Dessa forma, nutrientes que com a colheita seriam exportados das lavouras e, portanto perdidos, voltam aos solos. O impacto que essa cadeia promove é uma organização produtiva eficiente e uma reciclagem de nutrientes que permitirá uma maior economia com adubos químicos, fato que será abordado de maneira mais aprofundada no próximo tópico.
Menor dependência de fertilizantes minerais
Os subprodutos da indústria sucroenergética também são muito importantes para diminuir a dependência da utilização de fertilizantes minerais. O Brasil importa cerca de 85% dos fertilizantes utilizados nas lavouras do país, e, isso pode ser um problema se pensar que o país está em desvantagem comercial por depender desses produtos importados para movimentar o agronegócio nacional, que contribui com uma grande parcela do PIB brasileiro (CARRANÇA, 2022).

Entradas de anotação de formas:
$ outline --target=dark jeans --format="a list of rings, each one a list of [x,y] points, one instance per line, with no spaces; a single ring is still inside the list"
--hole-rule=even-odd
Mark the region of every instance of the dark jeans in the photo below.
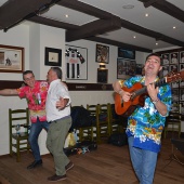
[[[39,119],[37,119],[37,122],[31,123],[30,127],[30,133],[29,133],[29,144],[34,154],[34,158],[36,161],[41,159],[40,156],[40,148],[38,146],[38,136],[40,134],[40,132],[42,131],[42,129],[44,129],[45,131],[49,130],[49,122],[48,121],[40,121]]]

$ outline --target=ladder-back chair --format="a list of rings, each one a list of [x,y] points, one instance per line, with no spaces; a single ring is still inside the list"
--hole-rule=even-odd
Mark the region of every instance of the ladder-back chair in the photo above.
[[[10,155],[16,155],[21,161],[21,152],[29,150],[28,144],[29,111],[26,109],[9,109]]]

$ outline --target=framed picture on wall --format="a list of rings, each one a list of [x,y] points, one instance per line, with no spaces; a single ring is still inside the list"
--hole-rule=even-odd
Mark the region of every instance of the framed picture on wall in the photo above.
[[[163,65],[169,65],[169,53],[161,54]]]
[[[135,51],[123,49],[123,48],[118,48],[118,57],[135,60]]]
[[[97,68],[97,82],[107,83],[108,81],[108,69]]]
[[[180,63],[184,63],[184,51],[180,52]]]
[[[66,80],[88,79],[88,49],[65,45]]]
[[[179,52],[170,53],[170,64],[179,64]]]
[[[117,58],[117,79],[127,79],[136,75],[136,62]]]
[[[24,48],[0,44],[0,71],[24,71]]]
[[[96,44],[96,62],[109,63],[109,47],[103,44]]]
[[[44,65],[62,66],[62,50],[54,48],[45,48]]]

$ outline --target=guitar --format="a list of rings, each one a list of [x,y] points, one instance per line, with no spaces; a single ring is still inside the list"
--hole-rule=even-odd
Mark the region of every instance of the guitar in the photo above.
[[[184,79],[184,70],[180,73],[172,73],[171,75],[163,77],[155,83],[155,87],[161,87],[166,83],[174,82]],[[147,87],[137,82],[132,88],[122,87],[123,91],[131,93],[131,98],[128,102],[122,102],[121,96],[115,94],[115,110],[118,115],[130,116],[139,106],[144,107],[145,98],[148,95]]]

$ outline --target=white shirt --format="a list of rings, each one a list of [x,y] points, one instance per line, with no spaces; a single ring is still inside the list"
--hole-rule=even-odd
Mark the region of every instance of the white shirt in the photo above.
[[[60,97],[69,98],[68,104],[70,104],[70,96],[68,93],[68,89],[61,82],[61,79],[57,79],[50,83],[48,90],[48,96],[45,103],[48,122],[70,115],[70,106],[66,106],[62,110],[56,108],[56,102],[60,100]]]

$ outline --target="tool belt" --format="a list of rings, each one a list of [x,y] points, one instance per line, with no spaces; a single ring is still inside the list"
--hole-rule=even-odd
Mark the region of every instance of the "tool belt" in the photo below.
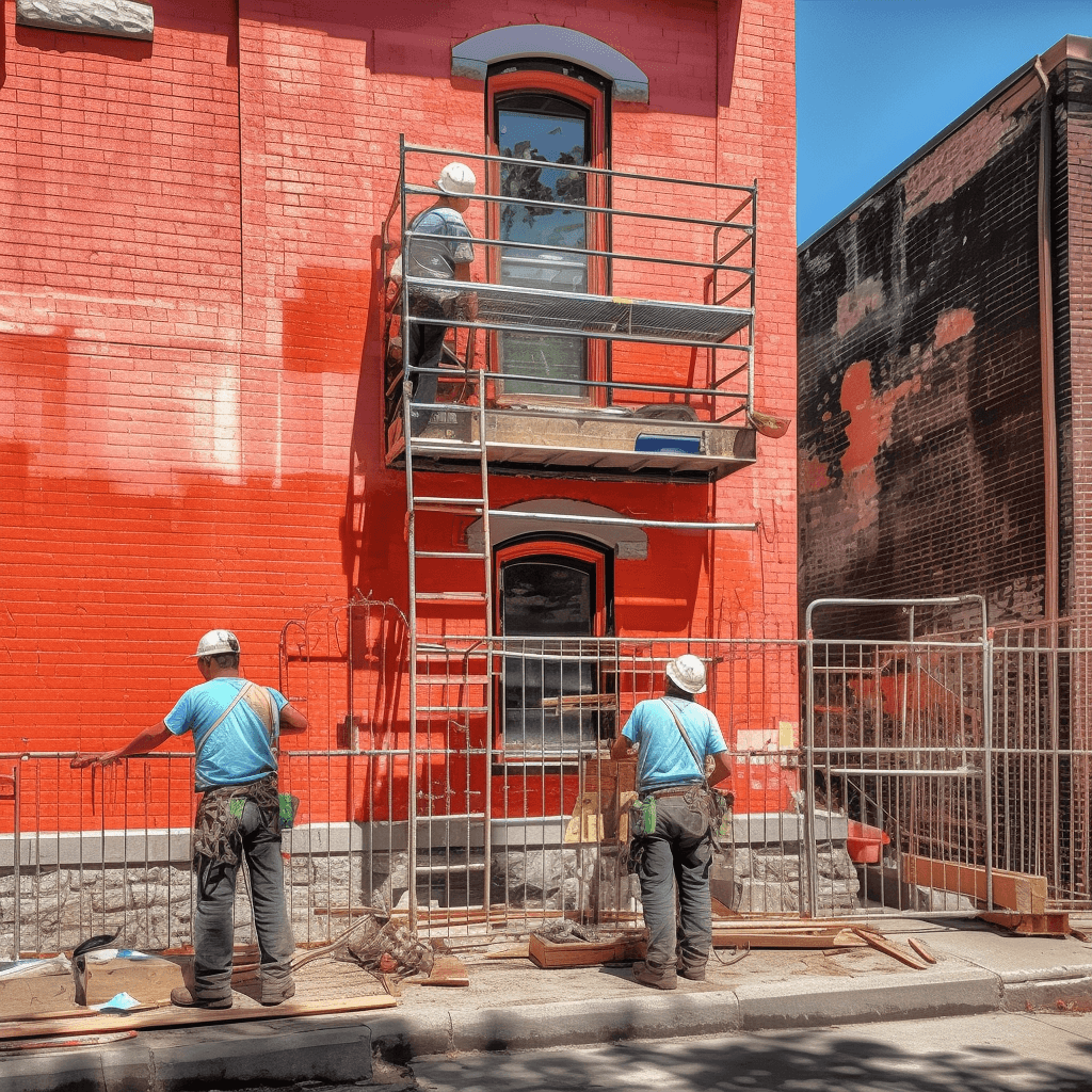
[[[275,773],[266,774],[249,785],[225,785],[210,788],[201,797],[193,818],[193,867],[202,860],[210,864],[237,865],[241,859],[239,821],[247,800],[264,812],[276,834],[281,833],[281,802]]]

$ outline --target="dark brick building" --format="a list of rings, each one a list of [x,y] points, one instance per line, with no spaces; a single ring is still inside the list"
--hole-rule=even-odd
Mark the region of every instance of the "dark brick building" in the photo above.
[[[798,277],[802,609],[1087,613],[1092,39],[975,104],[808,239]]]

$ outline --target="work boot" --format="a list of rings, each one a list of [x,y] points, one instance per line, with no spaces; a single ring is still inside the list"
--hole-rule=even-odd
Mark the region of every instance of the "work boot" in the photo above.
[[[675,976],[675,969],[649,966],[648,963],[639,962],[633,964],[633,981],[642,986],[652,986],[653,989],[677,989],[678,978]]]
[[[170,992],[170,1004],[183,1009],[229,1009],[232,995],[227,997],[194,997],[185,986]]]
[[[296,996],[296,983],[294,980],[281,980],[280,982],[262,982],[262,996],[259,1000],[261,1005],[280,1005]]]

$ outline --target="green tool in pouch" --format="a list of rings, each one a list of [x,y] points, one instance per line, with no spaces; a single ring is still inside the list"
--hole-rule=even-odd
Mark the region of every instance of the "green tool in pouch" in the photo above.
[[[646,796],[630,805],[630,833],[651,834],[656,829],[656,798]]]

TRABALHO SOLICITADO.
[1] Transcreva do trecho sobre fertilizantes a passagem entre "Dessa forma, nutrientes" e "no próximo tópico.", inclusive.
[2] De acordo com o trecho sobre fertilizantes, que percentual dos fertilizantes usados nas lavouras do país o Brasil importa?

CONJUNTO DE RESPOSTAS.
[1]
Dessa forma, nutrientes que com a colheita seriam exportados das lavouras e, portanto perdidos, voltam aos solos. O impacto que essa cadeia promove é uma organização produtiva eficiente e uma reciclagem de nutrientes que permitirá uma maior economia com adubos químicos, fato que será abordado de maneira mais aprofundada no próximo tópico.

[2] Cerca de 85%.